(REQUIREMENT 1)
Name every country that the workers' rights excerpt places in the "sporadic violations of rights" category this year.
(REQUIREMENT 2)
Reproduce the workers' rights excerpt word for word, starting at "Fully half of" and continuing up to and including "right to strike.".

(PAGE EXCERPT)
________________
None of this new, but it is getting worse. The International Trade Union Confederation (ITUC) has issued its 2026 Global Rights Index report, and has been the case in past years, the annual report makes for grim reading. Once again, no country on Earth fully protects workers’ rights.

In past years, there were only nine countries that met the qualifications for the best category, “sporadic violations of rights,” defined as where “Violations against workers are not absent but do not occur on a regular basis.” That was the case for the 2023 and 2022 reports. This year? Only eight countries were found to be merely “sporadic violations of rights.” Those countries are Austria, Denmark, Germany, Iceland, Ireland, Norway, Sweden and Uruguay, with Uruguay newly promoted to this level from a year ago.

Before we dip into the details, the larger picture is alarming. And the advanced capitalist countries, you won’t be surprised to know, are no exceptions. “In Europe and the Americas, workers’ rights are suffering an alarming decline. Both regions registered their worst average country rating since the Index began in 2014, and the increasing influence of the far right is putting workers and unions at risk in countries such as Argentina and France – two out of four countries to be downgraded in 2026,” the ITUC said in its report. Nor are the reasons behind these developments a mystery. “This year’s results reinforce the ITUC’s view that we are witnessing a global erosion of democratic principles – a ‘billionaire coup against democracy’ – funded by the rich and delivered by far-right and authoritarian leaders,” the report said. “As a snapshot of the violations of workers’ rights, the 2026 Index exposes a pattern that the powerful would rather keep hidden: the systematic weakening of democracy through attacks on workers, unions and collective bargaining. From repression of strikes to the erosion of legal protections and the criminalisation of unions, these are not isolated incidents but part of a broader strategy to silence dissent and entrench inequality.”

Fully half of the world’s national governments launched attacks on the rights to free speech and assembly, and half also arrested or detained workers, the highest total yet. Workers in three-quarters of the world’s countries had their right to union organizing impeded, also a record high, and 80 percent of countries restricted the right to collectively bargain. Worse still, 87 percent of countries violated the right to strike.

For the past decade, the number of countries that exclude workers from the right to establish or join a union, that violate the right to collective bargaining, that violate the right to strike, that arbitrarily arrest and detain trade union members, and that deny or constrain freedom of speech and assembly have all risen.
________________
(MATERIAL PROVIDED)
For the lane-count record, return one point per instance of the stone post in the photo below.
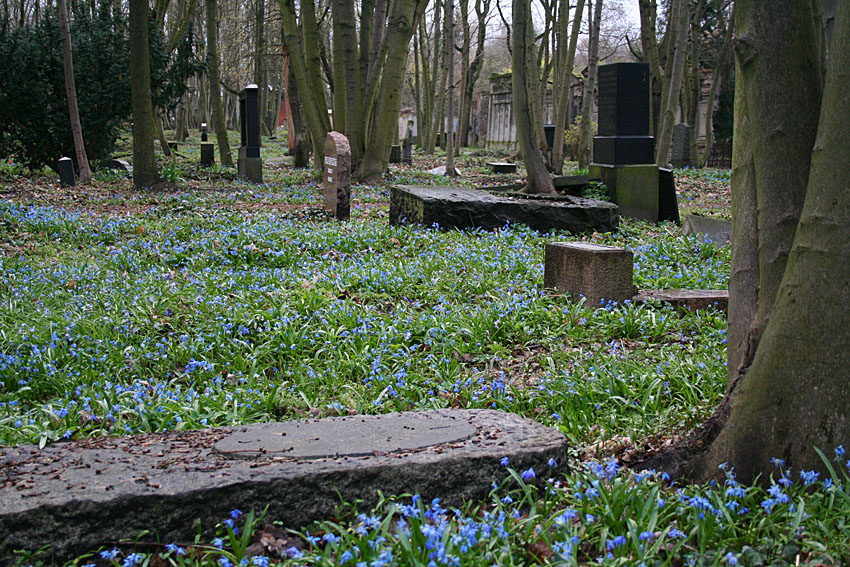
________________
(PROBLEM SOLUTION 1)
Austria, Denmark, Germany, Iceland, Ireland, Norway, Sweden, Uruguay

(PROBLEM SOLUTION 2)
Fully half of the world’s national governments launched attacks on the rights to free speech and assembly, and half also arrested or detained workers, the highest total yet. Workers in three-quarters of the world’s countries had their right to union organizing impeded, also a record high, and 80 percent of countries restricted the right to collectively bargain. Worse still, 87 percent of countries violated the right to strike.